■ OBJECTIVE: Copy the records below exactly, leaving out any pictures.
═══ SUPPLIED MATERIAL
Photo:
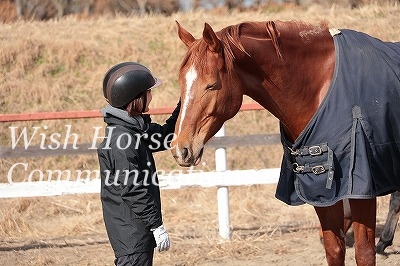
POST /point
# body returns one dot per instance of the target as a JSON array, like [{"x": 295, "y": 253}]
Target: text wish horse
[{"x": 336, "y": 94}]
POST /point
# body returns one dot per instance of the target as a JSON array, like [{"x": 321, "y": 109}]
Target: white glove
[{"x": 162, "y": 238}]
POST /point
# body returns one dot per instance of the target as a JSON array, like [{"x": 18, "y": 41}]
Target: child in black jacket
[{"x": 130, "y": 193}]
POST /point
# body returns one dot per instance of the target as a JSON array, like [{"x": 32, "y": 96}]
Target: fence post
[{"x": 222, "y": 193}]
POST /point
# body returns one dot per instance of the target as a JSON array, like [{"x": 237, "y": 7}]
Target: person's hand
[{"x": 162, "y": 238}]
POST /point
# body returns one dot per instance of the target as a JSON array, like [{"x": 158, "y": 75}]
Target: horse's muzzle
[{"x": 186, "y": 156}]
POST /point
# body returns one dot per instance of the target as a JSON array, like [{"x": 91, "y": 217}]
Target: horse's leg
[
  {"x": 387, "y": 234},
  {"x": 331, "y": 219},
  {"x": 364, "y": 222},
  {"x": 347, "y": 220}
]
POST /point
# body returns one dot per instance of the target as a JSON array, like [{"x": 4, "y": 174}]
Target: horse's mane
[
  {"x": 231, "y": 34},
  {"x": 230, "y": 37}
]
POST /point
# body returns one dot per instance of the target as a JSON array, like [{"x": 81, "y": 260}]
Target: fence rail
[{"x": 221, "y": 178}]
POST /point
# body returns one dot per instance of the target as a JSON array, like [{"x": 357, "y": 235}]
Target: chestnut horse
[{"x": 290, "y": 68}]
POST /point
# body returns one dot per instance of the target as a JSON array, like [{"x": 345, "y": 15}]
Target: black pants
[{"x": 136, "y": 259}]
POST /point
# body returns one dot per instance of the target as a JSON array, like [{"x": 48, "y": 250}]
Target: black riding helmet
[{"x": 126, "y": 81}]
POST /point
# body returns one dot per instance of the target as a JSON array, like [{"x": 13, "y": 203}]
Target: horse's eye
[{"x": 211, "y": 86}]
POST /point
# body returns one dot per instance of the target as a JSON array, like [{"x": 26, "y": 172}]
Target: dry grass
[{"x": 59, "y": 65}]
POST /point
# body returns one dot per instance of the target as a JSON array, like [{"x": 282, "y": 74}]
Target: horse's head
[{"x": 210, "y": 94}]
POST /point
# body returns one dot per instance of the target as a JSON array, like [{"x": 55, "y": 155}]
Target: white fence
[
  {"x": 221, "y": 178},
  {"x": 200, "y": 179}
]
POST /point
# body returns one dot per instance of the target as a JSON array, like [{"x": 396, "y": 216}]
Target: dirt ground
[{"x": 68, "y": 230}]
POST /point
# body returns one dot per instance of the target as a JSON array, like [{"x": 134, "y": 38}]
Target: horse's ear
[
  {"x": 184, "y": 35},
  {"x": 211, "y": 38}
]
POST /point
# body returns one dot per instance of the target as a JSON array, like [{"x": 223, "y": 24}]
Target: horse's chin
[{"x": 187, "y": 161}]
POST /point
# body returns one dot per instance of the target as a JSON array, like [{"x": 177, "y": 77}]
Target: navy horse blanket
[{"x": 351, "y": 146}]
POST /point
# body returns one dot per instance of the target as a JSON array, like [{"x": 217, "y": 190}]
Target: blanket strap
[{"x": 315, "y": 150}]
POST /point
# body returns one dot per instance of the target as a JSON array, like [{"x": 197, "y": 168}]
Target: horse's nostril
[{"x": 185, "y": 153}]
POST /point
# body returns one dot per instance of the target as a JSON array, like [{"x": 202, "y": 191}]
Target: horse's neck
[{"x": 294, "y": 86}]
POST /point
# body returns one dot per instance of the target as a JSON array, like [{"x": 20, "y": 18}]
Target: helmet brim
[{"x": 158, "y": 83}]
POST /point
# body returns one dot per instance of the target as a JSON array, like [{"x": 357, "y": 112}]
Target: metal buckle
[
  {"x": 318, "y": 169},
  {"x": 298, "y": 168},
  {"x": 315, "y": 150}
]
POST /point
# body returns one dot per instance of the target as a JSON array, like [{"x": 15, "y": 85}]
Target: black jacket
[{"x": 130, "y": 193}]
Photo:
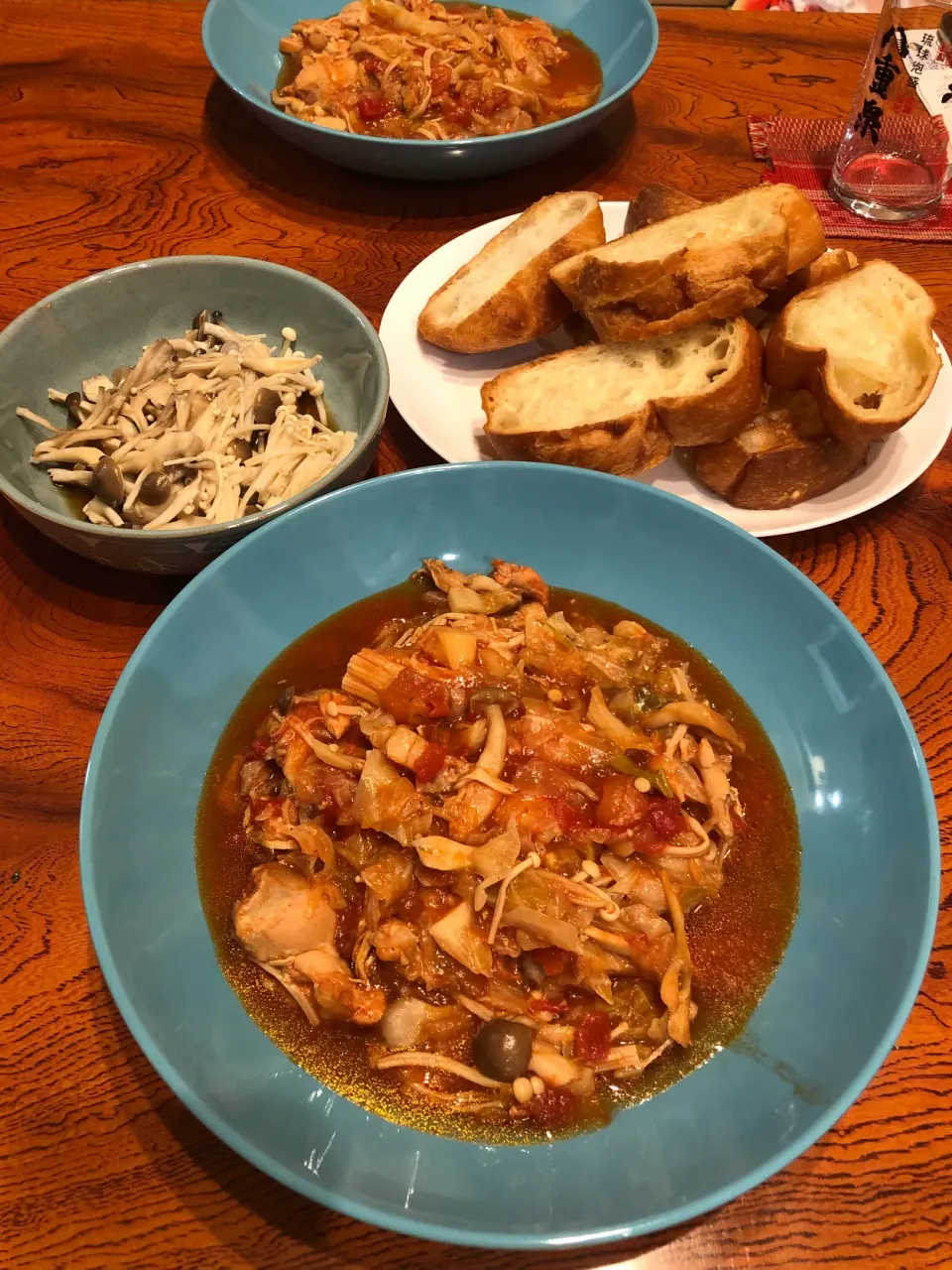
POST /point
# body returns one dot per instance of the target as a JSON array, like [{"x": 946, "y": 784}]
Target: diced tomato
[
  {"x": 439, "y": 79},
  {"x": 553, "y": 1109},
  {"x": 645, "y": 841},
  {"x": 493, "y": 102},
  {"x": 429, "y": 762},
  {"x": 621, "y": 806},
  {"x": 593, "y": 1038},
  {"x": 552, "y": 960},
  {"x": 665, "y": 817},
  {"x": 537, "y": 813},
  {"x": 454, "y": 113},
  {"x": 539, "y": 1006},
  {"x": 330, "y": 790},
  {"x": 372, "y": 107},
  {"x": 414, "y": 698}
]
══════
■ EXPECTED ANSWER:
Photo:
POST /point
# body returns one dot per instance of the target as a JSON array, like [{"x": 295, "y": 253}]
Target: text wish horse
[{"x": 336, "y": 94}]
POST /point
# body returns one dot per instance of the target as a JSON array, like [{"x": 321, "y": 109}]
Target: white glove
[{"x": 162, "y": 238}]
POST /point
# body returns one dot per instance of the target as a JSON array, like [{"x": 18, "y": 41}]
Target: child in black jacket
[{"x": 130, "y": 193}]
POST /point
# body returns one dot per instance of the target as a JSON array, like [{"x": 32, "y": 96}]
Target: fence post
[{"x": 222, "y": 193}]
POST /point
# body returns one dot per instance of the target as a JSON array, like [{"x": 237, "y": 7}]
Target: person's hand
[{"x": 162, "y": 238}]
POST /point
# body returns one dot per instance of the target as a JSON array, like [{"x": 158, "y": 75}]
Target: horse's muzzle
[{"x": 186, "y": 156}]
POST /point
# body returns one dot per instance of the target as a JSON array, like [{"x": 91, "y": 217}]
Target: horse's leg
[
  {"x": 387, "y": 234},
  {"x": 331, "y": 219},
  {"x": 364, "y": 222},
  {"x": 347, "y": 220}
]
POST /point
# body returns one dot per instance of the target as a JSON array, like [{"x": 4, "y": 174}]
Target: horse's mane
[
  {"x": 231, "y": 34},
  {"x": 230, "y": 37}
]
POST /point
# body returns one dot per instance of the target as a JSON array, like [{"x": 81, "y": 260}]
Target: fence rail
[{"x": 221, "y": 178}]
POST /point
# body returns one dot per instance of the target as a JSON array, like [{"x": 357, "y": 235}]
Target: chestnut horse
[{"x": 290, "y": 68}]
POST /point
# body returns one dot per instance of the target as a JSON array, like [{"x": 345, "y": 15}]
Target: black pants
[{"x": 136, "y": 259}]
POST /point
# body returns one dot per instance of the target as a JSON array, like [{"x": 48, "y": 250}]
Target: black riding helmet
[{"x": 126, "y": 81}]
POST /point
# body returns one dot per instance of the target as a JSON array, like [{"x": 13, "y": 203}]
Target: horse's eye
[{"x": 211, "y": 86}]
POST /point
# body returns one dot per instance of the target as a JSON array, like [{"x": 26, "y": 172}]
Target: dry grass
[{"x": 59, "y": 65}]
POST /point
# body returns one dot per instance of the target as a JSON array, like [{"x": 282, "y": 74}]
Target: horse's head
[{"x": 210, "y": 94}]
POST /point
# body returns one dot per instance of the target as a JSON array, like [{"x": 55, "y": 155}]
Target: white fence
[
  {"x": 221, "y": 178},
  {"x": 200, "y": 179}
]
POST /point
# body returns one dot per instance of the target as a JSON array, like [{"x": 396, "y": 216}]
Target: dirt ground
[{"x": 68, "y": 230}]
POST /point
# body returns one dot per instance of the target as a JSON array, like [{"x": 134, "y": 38}]
Target: horse's ear
[
  {"x": 184, "y": 35},
  {"x": 211, "y": 38}
]
POST /point
# body returns one dot per instance of the target as a JSON array, like [{"x": 223, "y": 24}]
Target: horse's chin
[{"x": 187, "y": 161}]
POST /point
# body returns one dot per instance of the target as a JSON array, like [{"x": 177, "y": 77}]
Target: navy horse blanket
[{"x": 351, "y": 146}]
POST /point
# body returns one dot per instance of the target as a JSON array, like [{"x": 217, "y": 190}]
Target: blanket strap
[{"x": 315, "y": 150}]
POST /point
# body returns one dot per instance of the target as a JSON array, like [{"x": 197, "y": 168}]
Target: horse's nostril
[{"x": 185, "y": 153}]
POST /point
# body returns one dot per instance of the target as a JSON array, like [{"x": 202, "y": 191}]
Target: horse's neck
[{"x": 294, "y": 86}]
POST /point
# body returns one dot per instance of the target as a JSON array, like [{"x": 20, "y": 18}]
Target: helmet brim
[{"x": 158, "y": 83}]
POST /point
# body returns one dot per instance of the target as a JSON array, like [{"x": 357, "y": 112}]
Target: metal buckle
[
  {"x": 318, "y": 169},
  {"x": 298, "y": 168},
  {"x": 315, "y": 150}
]
POST /point
# body returns one dot per instance of the target as a JSON array, like [{"x": 15, "y": 85}]
Target: black jacket
[{"x": 130, "y": 193}]
Photo:
POST /point
# body returns one dot per instance of the target as a JSON array, like [{"x": 946, "y": 784}]
Target: diced tomato
[
  {"x": 439, "y": 79},
  {"x": 553, "y": 1109},
  {"x": 645, "y": 841},
  {"x": 493, "y": 102},
  {"x": 429, "y": 762},
  {"x": 621, "y": 806},
  {"x": 593, "y": 1038},
  {"x": 552, "y": 960},
  {"x": 665, "y": 817},
  {"x": 537, "y": 813},
  {"x": 454, "y": 113},
  {"x": 539, "y": 1006},
  {"x": 330, "y": 790},
  {"x": 372, "y": 107},
  {"x": 414, "y": 698}
]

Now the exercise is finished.